Untersuchter Text:

Die Verantwortlichen des öffentlich-rechtlichen Rundfunks und die Musiker spannen einen weiten Bogen von der Vergangenheit in die Zukunft, von der Musikgeschichte bis zur aktuellen pädagogischen Arbeit. Gebühren, die sie erhalten, werden auch in die Musik-Erziehung investiert. Die PISA-Studie fragte nicht danach, welche Musikinstrumente die Kinder spielen, welche Komponisten und welche Werke sie kennen – oder kennen sollten. Die Kanon-Diskussion im deutschen Feuilleton konzentriert sich auf Literatur und vergisst die Musik. Mit dem musikalischen Analphabetentum haben sich offenbar alle abgefunden. Die Schulbehörden tragen die Scheuklappen des schnell verwertbaren Wissens. Sie klagen mit den Autoren der PISA-Studie, dass die Kinder ohne die Fähigkeit zum Rechnen, Lesen, Schrei-ben und logischem Kombinieren keinen Weg auf den Arbeitsmarkt fänden. Aber auch wer rechnen, lesen, schreiben und kombinieren kann, dürfte ohne Geschmack und musische Bildung bald zum Arbeitsroboter werden: vom Arbeitsamt allseits vermittelbar, aber mangels Phantasie leicht verblödet. Wo man singt, da lass dich ruhig nieder. Blöde Menschen haben keine Lieder.

Bereitgestelltes Material:
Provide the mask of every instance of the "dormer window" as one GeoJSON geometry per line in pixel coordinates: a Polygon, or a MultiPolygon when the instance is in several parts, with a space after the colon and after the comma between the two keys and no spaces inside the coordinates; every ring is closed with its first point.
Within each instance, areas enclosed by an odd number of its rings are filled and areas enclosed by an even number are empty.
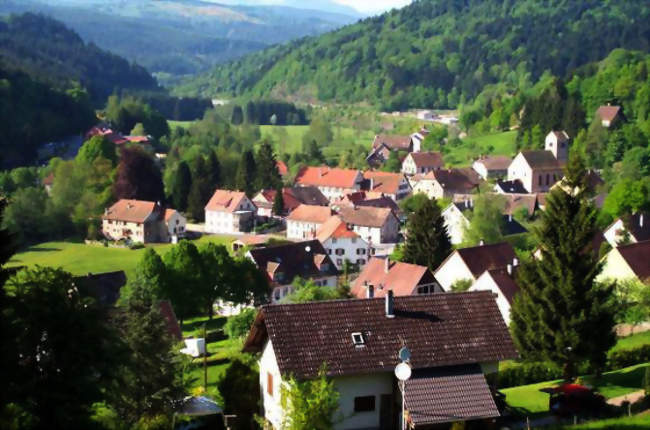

Aufgabe:
Führen Sie den Text über Musikerziehung und die PISA-Studie im Anschluss an seinen letzten Satz weiter. Das Material ist eigenständig und gehört nicht zum Text.

Ihre Antwort:
Öffentliche Anerkennung verdienen deshalb die Orchestermusiker und Dirigenten, die Gastunterricht an den Schulen geben und so bei den Kindern die Neugierde auf einen Konzertbesuch wecken. Dank gebührt allen Kirchenchören und Blaskapellen, die der Jugend ein Beispiel zum Mitmachen geben. „Musik ist ein unnützes Geräusch“, lehrte Immanuel Kant. Auch Philosophen haben nicht immer Recht. Nietzsche dagegen lag richtig: „Ein Leben ohne Musik ist ein Irrtum.“ Die Kindersendungen des öffentlich-rechtlichen Rundfunks senden auf originelle Weise gegen diesen Irrtum an. Sie stellen Instrumente vor, erzählen Operngeschichten, erläutern ihre musikalischen Motive. Am Musiktag der DeutschlandRadio-Sendung „Kakadu“ werden Sänger, Turmbläser Glockenspiele und Instrumente aus Blech und Plastik vorgestellt. Der Ring der Nibelungen wird musikalisch und in Comic-Szenen erzählt. Mit den Motiven von Papageno und der Loreley lernen die Kinder musikalische Lockrufe kennen und mit Franz Liszt erleben sie ein Wunderkind und Superstar. Das ist Klassik für Einsteiger und Musik zum Angewöhnen. Rundfunkorchester und Radios veranstalten Schüler- und Familienkonzerte. Musiker und Dramaturgen erläutern vor Ort die Konzert-Programme. Der Konzertsaal ergänzt oder ersetzt den Musikunterricht.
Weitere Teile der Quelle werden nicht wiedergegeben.